+++ ARTICLE
All those years, J was the cook. He was so good at it, and I was so insecure about it. Cooking was a mystery to me. (I could bake and do things with eggs, but those seem to be on a different chromosome.) When I tried, he'd scorn me for following recipes and try to tell me how to make it better. That's something you can't tell somebody, so I'd just back off and let him do it. Around the time he was just beginning to have trouble standing up at the stove and remembering the logic of cooking, I helped edit a cookbook. Some of the recipes sounded really good, and I began trying to make them. Then the creator of the cookbook gave me a subscription to Southern Living, and they must have the world's best test kitchen, because their recipes are not only delicious but idiot-proof. I was still following recipes, but now they were working. I had begun to cook, with training wheels on. With luck and J's supervision, I could even make a decent batch of fish eggs.
When we moved to Chapel Hill, lo and behold, not only were the post office, the library, the drugstore, and three supermarkets within walking distance -- even pushing a 350-pound wheelchair -- but so was a Greek gourmet shop, Mariakakis, that sells tarama as well as sardines, olive oil, soap, wine, imported jams, tahini, halvah, and other things we like. Not since the 1970s when the last Greek shop closed in the Village have I been able to walk to buy fish eggs, not take the subway to Port Authority Bus Terminal and get out on 9th Avenue. Chapel Hill, of all places! It was one of the things that made us think we were meant to be here.
So we sit down to make fish eggs and pretty soon it becomes evident that Jacques has forgotten how. He wants to put all the chopped onions in too soon, he wants to put too much oil in too soon, and if I try to tell him otherwise -- no matter how I remind him that he was the one who entrusted this knowledge to me -- he gets very offended; he feels as if I'm encroaching on his territory, unmanning him, questioning his competence. I have to sneak the ruined fish eggs back into the kitchen, scrape them down the dispos-all, and start a new batch, this time keeping the onions and oil out of arms' reach until the eggs have safely taken. Still I don't fully realize what this means, until . . .
Last week, we get ready to make fish eggs. I give him the bowl and the beater, scrape in some tarama, and he starts beating. I watch, and in a way I've never seen before, I see the eggs rise up, ready and eager for oil. I ask, "Do you want to put some oil in now?" No. He keeps on beating. It's killing me. Now! Now! I diplomatically suggest . . . but no. And I watch as he goes past the point of no return and beats the eggs to death. I've never seen this before, but I just know they're not going to absorb any oil. And that's exactly what happens.
So I take a small amount from the jar and I start another batch. If you can get a successful . . . colloid? emulsion? . . . going in a fresh bowl, you can sometimes save a batch that failed to take. Expertly, I beat the eggs just to the point where they're begging for oil, start adding it at just the right point, and they're looking good. I then take the risk -- I know it's a risk -- of adding a couple of spoons of the failed batch to the new batch. Oops. It doesn't completely ruin the new batch, but it doesn't quite save the old. It's not hopeless. It's in-between.
++++++
+++ EXCERPTED RECORDS
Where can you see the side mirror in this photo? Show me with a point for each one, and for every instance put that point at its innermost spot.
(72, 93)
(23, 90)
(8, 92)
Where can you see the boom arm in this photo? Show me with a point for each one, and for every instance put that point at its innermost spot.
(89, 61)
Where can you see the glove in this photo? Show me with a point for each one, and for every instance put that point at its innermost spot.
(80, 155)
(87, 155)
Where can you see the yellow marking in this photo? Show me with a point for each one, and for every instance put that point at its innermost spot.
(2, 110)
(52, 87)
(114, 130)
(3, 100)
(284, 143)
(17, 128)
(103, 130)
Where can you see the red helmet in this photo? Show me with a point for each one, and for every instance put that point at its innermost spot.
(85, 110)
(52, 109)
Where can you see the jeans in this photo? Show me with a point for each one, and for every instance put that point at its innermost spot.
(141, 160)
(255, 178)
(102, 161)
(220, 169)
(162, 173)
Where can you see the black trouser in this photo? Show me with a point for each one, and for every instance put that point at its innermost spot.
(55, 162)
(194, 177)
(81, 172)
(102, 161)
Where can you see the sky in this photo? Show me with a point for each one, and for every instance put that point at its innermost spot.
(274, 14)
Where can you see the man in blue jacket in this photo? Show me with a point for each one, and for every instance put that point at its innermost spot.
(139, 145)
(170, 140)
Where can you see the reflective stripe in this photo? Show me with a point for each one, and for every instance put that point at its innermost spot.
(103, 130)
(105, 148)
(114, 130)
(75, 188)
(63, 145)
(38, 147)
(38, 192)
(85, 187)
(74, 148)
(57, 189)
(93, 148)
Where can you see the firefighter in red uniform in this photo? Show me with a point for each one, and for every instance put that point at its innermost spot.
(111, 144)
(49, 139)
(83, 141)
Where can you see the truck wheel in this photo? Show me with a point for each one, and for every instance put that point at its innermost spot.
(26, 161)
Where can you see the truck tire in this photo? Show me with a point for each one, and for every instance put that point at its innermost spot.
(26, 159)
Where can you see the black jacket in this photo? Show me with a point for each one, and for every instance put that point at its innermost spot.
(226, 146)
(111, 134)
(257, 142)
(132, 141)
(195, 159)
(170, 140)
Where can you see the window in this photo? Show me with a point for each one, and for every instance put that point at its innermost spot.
++++++
THINGS TO DO –
1. In the essay about making fish eggs, what is the name of the Greek gourmet shop within walking distance in Chapel Hill?
2. Reproduce, word for word, the part of the essay about making fish eggs that begins with the words containing "Last week, we" and ends with "exactly what happens.".

WORKED ANSWERS –
1. Mariakakis

2.
Last week, we get ready to make fish eggs. I give him the bowl and the beater, scrape in some tarama, and he starts beating. I watch, and in a way I've never seen before, I see the eggs rise up, ready and eager for oil. I ask, "Do you want to put some oil in now?" No. He keeps on beating. It's killing me. Now! Now! I diplomatically suggest . . . but no. And I watch as he goes past the point of no return and beats the eggs to death. I've never seen this before, but I just know they're not going to absorb any oil. And that's exactly what happens.